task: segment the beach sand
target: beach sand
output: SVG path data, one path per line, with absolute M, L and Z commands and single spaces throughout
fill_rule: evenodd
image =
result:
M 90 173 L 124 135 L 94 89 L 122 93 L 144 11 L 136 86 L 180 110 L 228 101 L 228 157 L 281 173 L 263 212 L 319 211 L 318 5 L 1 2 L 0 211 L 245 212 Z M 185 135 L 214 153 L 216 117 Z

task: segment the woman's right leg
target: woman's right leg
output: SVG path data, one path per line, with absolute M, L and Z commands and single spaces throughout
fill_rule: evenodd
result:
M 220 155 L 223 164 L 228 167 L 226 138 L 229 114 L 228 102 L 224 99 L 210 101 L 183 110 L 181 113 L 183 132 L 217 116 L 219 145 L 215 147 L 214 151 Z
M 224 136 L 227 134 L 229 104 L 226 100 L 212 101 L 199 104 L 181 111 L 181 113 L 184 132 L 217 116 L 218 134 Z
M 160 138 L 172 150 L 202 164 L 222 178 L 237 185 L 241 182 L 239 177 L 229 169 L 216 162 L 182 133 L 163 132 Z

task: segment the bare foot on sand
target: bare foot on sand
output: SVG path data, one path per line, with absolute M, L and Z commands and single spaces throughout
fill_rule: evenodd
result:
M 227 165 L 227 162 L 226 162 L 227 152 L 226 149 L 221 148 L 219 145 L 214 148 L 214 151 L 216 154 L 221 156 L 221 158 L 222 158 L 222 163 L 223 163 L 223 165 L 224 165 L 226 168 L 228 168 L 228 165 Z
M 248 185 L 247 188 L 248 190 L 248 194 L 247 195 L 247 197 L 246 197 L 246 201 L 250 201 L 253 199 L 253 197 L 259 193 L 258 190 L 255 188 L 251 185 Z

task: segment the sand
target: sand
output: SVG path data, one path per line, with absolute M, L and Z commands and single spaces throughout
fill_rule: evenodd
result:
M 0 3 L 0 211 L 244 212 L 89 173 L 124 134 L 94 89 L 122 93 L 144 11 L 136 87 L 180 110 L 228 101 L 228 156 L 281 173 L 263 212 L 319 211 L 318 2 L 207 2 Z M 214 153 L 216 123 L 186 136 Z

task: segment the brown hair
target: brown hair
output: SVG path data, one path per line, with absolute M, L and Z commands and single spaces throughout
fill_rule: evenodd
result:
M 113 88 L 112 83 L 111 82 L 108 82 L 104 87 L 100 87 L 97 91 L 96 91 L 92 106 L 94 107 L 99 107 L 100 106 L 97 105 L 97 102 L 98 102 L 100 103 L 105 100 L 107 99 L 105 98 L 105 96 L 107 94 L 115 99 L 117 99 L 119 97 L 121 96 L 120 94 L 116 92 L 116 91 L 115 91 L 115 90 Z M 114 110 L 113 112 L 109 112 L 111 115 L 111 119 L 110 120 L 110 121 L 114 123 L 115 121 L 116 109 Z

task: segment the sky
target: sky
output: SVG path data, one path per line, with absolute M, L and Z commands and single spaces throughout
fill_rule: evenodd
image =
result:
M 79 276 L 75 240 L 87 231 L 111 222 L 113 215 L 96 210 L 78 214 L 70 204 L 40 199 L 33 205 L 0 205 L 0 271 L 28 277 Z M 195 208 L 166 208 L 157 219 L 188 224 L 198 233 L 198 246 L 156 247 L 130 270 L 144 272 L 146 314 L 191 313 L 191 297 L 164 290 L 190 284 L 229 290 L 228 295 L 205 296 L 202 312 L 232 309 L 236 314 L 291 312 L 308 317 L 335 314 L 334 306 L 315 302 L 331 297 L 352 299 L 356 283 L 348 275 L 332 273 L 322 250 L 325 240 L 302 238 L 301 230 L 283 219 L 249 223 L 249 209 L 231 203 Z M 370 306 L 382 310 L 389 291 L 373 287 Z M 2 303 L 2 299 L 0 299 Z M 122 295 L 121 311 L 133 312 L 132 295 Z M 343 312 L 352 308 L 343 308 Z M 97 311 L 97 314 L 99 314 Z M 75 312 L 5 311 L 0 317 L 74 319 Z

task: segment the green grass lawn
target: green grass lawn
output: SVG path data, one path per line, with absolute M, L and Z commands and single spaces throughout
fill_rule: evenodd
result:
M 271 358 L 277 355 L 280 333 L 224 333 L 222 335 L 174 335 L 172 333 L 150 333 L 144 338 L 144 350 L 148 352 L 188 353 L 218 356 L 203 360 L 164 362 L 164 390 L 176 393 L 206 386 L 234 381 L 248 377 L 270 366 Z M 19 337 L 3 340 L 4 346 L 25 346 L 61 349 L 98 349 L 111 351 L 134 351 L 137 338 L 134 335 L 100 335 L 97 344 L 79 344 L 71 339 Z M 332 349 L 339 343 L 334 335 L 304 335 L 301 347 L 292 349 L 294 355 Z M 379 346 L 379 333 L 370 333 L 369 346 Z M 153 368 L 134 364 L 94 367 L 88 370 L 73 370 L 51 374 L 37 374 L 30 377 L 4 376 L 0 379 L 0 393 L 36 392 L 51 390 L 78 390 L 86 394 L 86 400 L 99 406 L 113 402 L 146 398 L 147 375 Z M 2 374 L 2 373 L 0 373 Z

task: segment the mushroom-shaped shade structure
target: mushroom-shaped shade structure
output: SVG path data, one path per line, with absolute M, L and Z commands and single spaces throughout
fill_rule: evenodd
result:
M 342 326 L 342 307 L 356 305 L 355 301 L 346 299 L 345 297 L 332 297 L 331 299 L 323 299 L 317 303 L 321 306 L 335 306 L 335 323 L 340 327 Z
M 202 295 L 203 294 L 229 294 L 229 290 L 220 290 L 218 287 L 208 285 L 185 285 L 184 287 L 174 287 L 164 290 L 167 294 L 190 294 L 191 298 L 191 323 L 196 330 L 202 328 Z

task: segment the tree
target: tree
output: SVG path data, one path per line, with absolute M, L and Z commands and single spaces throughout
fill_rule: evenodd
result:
..............................
JOB. Copy out all of the data above word for word, keeping every line as it stands.

FINAL RESULT.
task: segment the beach sand
target: beach sand
output: SVG path data, one path per line, with absolute M, L and Z commands and single spaces throughout
fill_rule: evenodd
image =
result:
M 90 173 L 124 135 L 94 89 L 122 93 L 144 11 L 136 86 L 180 110 L 228 101 L 228 157 L 281 173 L 263 212 L 319 211 L 318 5 L 1 2 L 0 211 L 245 212 Z M 185 135 L 214 153 L 216 117 Z

task: segment the woman's right leg
target: woman's right leg
output: SVG path data, one path per line, with absolute M, L and Z commands and single spaces throughout
fill_rule: evenodd
result:
M 220 155 L 223 164 L 228 167 L 226 138 L 229 114 L 228 102 L 224 99 L 210 101 L 183 110 L 181 113 L 183 132 L 217 116 L 219 145 L 215 147 L 214 151 Z
M 224 136 L 227 134 L 229 104 L 226 100 L 212 101 L 199 104 L 181 111 L 181 113 L 184 132 L 217 116 L 218 134 Z
M 160 138 L 172 150 L 202 164 L 222 178 L 237 185 L 241 182 L 239 177 L 229 169 L 216 162 L 182 133 L 163 132 Z

task: segment the bare foot on sand
target: bare foot on sand
output: SVG path data, one path per line, with absolute M, L and Z commands and single spaces throughout
fill_rule: evenodd
result:
M 227 165 L 227 162 L 226 162 L 227 152 L 226 149 L 221 148 L 219 145 L 214 148 L 214 151 L 216 154 L 221 156 L 221 158 L 222 158 L 222 163 L 223 163 L 223 165 L 224 165 L 226 168 L 228 168 L 228 165 Z
M 248 185 L 247 188 L 248 190 L 248 194 L 247 195 L 247 197 L 246 197 L 246 201 L 250 201 L 253 199 L 253 197 L 259 193 L 258 190 L 255 188 L 251 185 Z

task: segment the sand
target: sand
output: SVG path data, one path per line, with absolute M, L and Z commands and single spaces throughout
fill_rule: evenodd
result:
M 0 3 L 0 211 L 244 212 L 89 173 L 124 134 L 94 89 L 122 93 L 144 11 L 136 87 L 180 110 L 228 101 L 228 156 L 281 173 L 263 212 L 319 211 L 318 2 L 207 2 Z M 214 153 L 216 123 L 186 136 Z

task: segment the brown hair
target: brown hair
output: SVG path data, one path per line, with absolute M, L and Z commands and single spaces throughout
fill_rule: evenodd
result:
M 113 88 L 112 83 L 111 82 L 108 82 L 104 87 L 100 87 L 97 91 L 96 91 L 92 106 L 94 107 L 99 107 L 100 106 L 97 105 L 97 102 L 98 102 L 100 103 L 105 100 L 107 99 L 105 98 L 105 96 L 107 94 L 115 99 L 117 99 L 119 97 L 121 96 L 120 94 L 116 92 L 116 91 L 115 91 L 115 90 Z M 114 110 L 113 112 L 109 112 L 111 115 L 111 119 L 110 120 L 110 121 L 114 123 L 115 121 L 116 109 Z

task: segment the sky
target: sky
output: SVG path data, one path per line, with absolute M, L and Z commands and single spaces throughout
fill_rule: evenodd
image =
result:
M 79 276 L 75 240 L 87 231 L 111 222 L 113 215 L 96 210 L 78 214 L 70 204 L 40 199 L 33 205 L 0 205 L 0 271 L 28 277 Z M 195 208 L 166 208 L 157 219 L 188 224 L 198 233 L 198 246 L 156 247 L 130 270 L 144 272 L 146 314 L 191 313 L 191 297 L 164 290 L 190 284 L 229 290 L 228 295 L 205 296 L 202 312 L 232 309 L 236 314 L 291 312 L 308 317 L 335 314 L 334 306 L 315 302 L 331 297 L 352 299 L 356 283 L 348 275 L 332 273 L 322 250 L 325 240 L 302 238 L 301 230 L 283 219 L 249 223 L 249 209 L 231 203 Z M 370 306 L 382 310 L 389 291 L 373 287 Z M 2 303 L 2 299 L 0 299 Z M 122 295 L 121 311 L 133 312 L 132 295 Z M 343 312 L 352 308 L 343 308 Z M 97 311 L 97 314 L 99 314 Z M 75 312 L 5 311 L 0 317 L 74 319 Z

task: segment the green grass lawn
target: green grass lawn
output: SVG path data, one path per line, with absolute M, L and Z commands and single spaces throughout
fill_rule: evenodd
result:
M 271 358 L 277 355 L 280 333 L 224 333 L 222 335 L 174 335 L 172 333 L 150 333 L 144 338 L 144 350 L 148 352 L 188 353 L 218 356 L 203 360 L 164 362 L 164 390 L 176 393 L 206 386 L 234 381 L 248 377 L 270 366 Z M 19 337 L 3 340 L 4 346 L 25 346 L 61 349 L 98 349 L 111 351 L 134 351 L 137 338 L 134 335 L 100 335 L 97 344 L 79 344 L 71 339 Z M 332 349 L 339 343 L 334 335 L 304 335 L 301 347 L 292 349 L 294 355 Z M 379 346 L 379 333 L 370 333 L 369 346 Z M 153 368 L 134 364 L 94 367 L 88 370 L 73 370 L 51 374 L 37 374 L 30 377 L 4 376 L 0 379 L 0 393 L 36 392 L 51 390 L 78 390 L 86 394 L 86 400 L 99 406 L 113 402 L 146 398 L 147 375 Z M 2 374 L 2 373 L 0 373 Z

task: segment the mushroom-shaped shade structure
target: mushroom-shaped shade structure
output: SVG path data, one path per line, with absolute M, L and Z commands and single spaces throughout
fill_rule: evenodd
result:
M 342 326 L 342 307 L 356 305 L 355 301 L 346 299 L 345 297 L 332 297 L 331 299 L 323 299 L 317 303 L 321 306 L 335 306 L 335 323 L 340 327 Z
M 202 295 L 203 294 L 229 294 L 229 290 L 220 290 L 218 287 L 208 285 L 185 285 L 184 287 L 174 287 L 164 290 L 167 294 L 190 294 L 191 298 L 191 323 L 196 330 L 202 328 Z

task: segment the tree
target: tree
output: SVG path data, one path per line, with absolute M, L and Z commands and single spaces throughout
fill_rule: evenodd
result:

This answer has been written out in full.